**Given instruction A**
In the goal exploration text, how many joints does the robotic arm in the experiment have?
**Given instruction B**
Restate the goal exploration text between "In this paper, we" and "dynamic motion primitives.", inclusive, with "arena" changed to "enclosure".

── Text shown ──

In this paper, we provide evidence that the ideas developed in those papers can also be successfully applied to real world scenarios. We also show how they can be transposed in a sample efficient manner to a fully autonomous learning setting where the representation learning mechanism is trained on outcomes data gathered autonomously by the agent. In particular we consider an experiment where a 6-joint robotic arm interacts with a ball inside a closed arena and we show that using a learned representation as a goal space leads to a better exploration of the environment than a strong baseline consisting in randomly sampling dynamic motion primitives.

2 Goal exploration with learned goal spaces

This section briefly introduces Intrinsically Motivated Goal Exploration Processes, using a learned representation of the goal space. The overall architecture is summarized in Figure 1. For a more thorough introduction to IMGEPs with engineered goal spaces and learned goal spaces we refer to Forestier et al. (2017) and Laversanne-Finot et al. (2018), respectively.

In order to understand the general idea of IMGEPs, one must imagine the agent as performing a sequence of contextualized and parameterized experiments. At the beginning of each experiment the agent will in sequence: observe the context, sample a goal according to some strategy, use its internal knowledge (policy) to find the best motor parameters to achieve this goal in this context, and then perform the experiment using these parameters. The goals are arbitrary and can range from “moving the ball to this specific position” to “moving the end effector of the arm to this location”, when the goal space is hand-crafted. If this is not the case one strategy proposed in Péré et al. (2018) is to learn a representation of the environment, using data sampled from demonstrations, and to use the latent space as the goal space. In this case a goal is a point in the latent space, and one uses a similarity function in this space as the associated goal achievement reward function. The agent then tries to produce an outcome that, when encoded, is as close as possible to this point in the latent space. See Algorithmic Architecture 1 for a high level algorithmic description of IMGEPs and Appendix 6.1 for more details on the different components.

───
── Stored records ──

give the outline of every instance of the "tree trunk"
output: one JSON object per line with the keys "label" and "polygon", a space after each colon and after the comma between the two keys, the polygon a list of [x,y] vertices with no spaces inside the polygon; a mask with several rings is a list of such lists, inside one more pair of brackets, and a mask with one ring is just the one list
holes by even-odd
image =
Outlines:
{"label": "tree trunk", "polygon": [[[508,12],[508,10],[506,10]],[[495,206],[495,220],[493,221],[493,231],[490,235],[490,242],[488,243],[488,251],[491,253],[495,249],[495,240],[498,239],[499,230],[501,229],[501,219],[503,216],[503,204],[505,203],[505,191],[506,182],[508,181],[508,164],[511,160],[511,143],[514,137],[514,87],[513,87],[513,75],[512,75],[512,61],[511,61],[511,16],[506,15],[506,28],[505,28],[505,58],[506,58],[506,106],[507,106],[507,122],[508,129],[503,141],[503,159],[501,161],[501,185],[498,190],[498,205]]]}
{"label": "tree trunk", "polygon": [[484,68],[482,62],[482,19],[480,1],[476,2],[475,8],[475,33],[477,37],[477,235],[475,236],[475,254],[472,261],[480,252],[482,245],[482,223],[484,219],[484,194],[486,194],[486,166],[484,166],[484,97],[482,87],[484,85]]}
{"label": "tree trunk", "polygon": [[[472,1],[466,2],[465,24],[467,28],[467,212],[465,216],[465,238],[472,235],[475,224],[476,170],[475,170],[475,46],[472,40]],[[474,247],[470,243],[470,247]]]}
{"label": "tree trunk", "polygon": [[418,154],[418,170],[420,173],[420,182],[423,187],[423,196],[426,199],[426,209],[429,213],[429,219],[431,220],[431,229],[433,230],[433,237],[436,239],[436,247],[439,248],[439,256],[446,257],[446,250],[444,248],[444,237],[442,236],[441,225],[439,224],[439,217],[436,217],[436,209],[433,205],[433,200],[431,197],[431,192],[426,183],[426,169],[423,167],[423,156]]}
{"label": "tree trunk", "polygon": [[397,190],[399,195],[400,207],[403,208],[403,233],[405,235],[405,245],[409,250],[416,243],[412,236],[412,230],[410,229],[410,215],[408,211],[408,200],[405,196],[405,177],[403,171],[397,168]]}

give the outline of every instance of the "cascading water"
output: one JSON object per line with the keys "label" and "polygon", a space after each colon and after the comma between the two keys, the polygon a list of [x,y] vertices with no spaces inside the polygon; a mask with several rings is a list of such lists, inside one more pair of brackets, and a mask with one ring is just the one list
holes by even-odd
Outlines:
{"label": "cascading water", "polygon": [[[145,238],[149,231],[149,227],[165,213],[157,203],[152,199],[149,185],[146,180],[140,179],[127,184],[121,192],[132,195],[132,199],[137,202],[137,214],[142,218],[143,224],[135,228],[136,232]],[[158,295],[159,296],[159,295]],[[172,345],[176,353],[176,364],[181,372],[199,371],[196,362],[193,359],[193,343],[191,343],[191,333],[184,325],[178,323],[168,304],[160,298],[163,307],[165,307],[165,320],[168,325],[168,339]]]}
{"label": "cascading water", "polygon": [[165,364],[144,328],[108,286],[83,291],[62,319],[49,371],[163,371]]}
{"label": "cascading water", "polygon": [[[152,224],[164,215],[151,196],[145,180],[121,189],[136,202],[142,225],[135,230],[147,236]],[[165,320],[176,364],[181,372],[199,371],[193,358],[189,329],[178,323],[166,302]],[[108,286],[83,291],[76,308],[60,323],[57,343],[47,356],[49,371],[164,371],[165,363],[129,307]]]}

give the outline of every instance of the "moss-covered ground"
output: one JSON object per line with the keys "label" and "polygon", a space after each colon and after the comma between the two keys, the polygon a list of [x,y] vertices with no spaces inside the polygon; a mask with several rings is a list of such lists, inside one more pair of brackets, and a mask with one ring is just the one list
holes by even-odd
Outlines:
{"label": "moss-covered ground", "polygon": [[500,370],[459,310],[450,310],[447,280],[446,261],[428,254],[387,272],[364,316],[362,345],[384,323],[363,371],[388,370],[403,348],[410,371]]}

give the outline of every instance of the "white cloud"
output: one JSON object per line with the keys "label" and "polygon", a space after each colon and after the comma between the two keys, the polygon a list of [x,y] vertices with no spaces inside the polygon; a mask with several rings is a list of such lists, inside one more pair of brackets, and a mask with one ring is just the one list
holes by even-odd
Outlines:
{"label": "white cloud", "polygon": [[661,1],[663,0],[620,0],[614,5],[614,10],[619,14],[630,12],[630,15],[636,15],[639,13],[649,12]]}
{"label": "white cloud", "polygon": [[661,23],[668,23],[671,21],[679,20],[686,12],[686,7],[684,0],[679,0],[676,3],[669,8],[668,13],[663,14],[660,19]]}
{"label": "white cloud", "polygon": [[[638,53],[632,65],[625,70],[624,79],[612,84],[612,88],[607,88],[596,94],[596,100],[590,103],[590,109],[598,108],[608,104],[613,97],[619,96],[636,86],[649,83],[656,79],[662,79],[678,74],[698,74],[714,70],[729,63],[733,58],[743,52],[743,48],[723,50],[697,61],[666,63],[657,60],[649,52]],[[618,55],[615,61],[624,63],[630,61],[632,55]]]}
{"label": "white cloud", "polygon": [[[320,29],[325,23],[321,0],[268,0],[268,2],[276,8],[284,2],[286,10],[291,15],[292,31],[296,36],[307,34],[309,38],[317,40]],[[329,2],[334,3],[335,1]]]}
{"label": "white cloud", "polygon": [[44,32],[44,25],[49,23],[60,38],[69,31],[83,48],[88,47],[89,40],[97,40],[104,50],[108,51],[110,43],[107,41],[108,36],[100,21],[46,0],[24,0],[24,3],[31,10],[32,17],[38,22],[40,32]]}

───

**Response A**
Six.

**Response B**
In this paper, we provide evidence that the ideas developed in those papers can also be successfully applied to real world scenarios. We also show how they can be transposed in a sample efficient manner to a fully autonomous learning setting where the representation learning mechanism is trained on outcomes data gathered autonomously by the agent. In particular we consider an experiment where a 6-joint robotic arm interacts with a ball inside a closed enclosure and we show that using a learned representation as a goal space leads to a better exploration of the environment than a strong baseline consisting in randomly sampling dynamic motion primitives.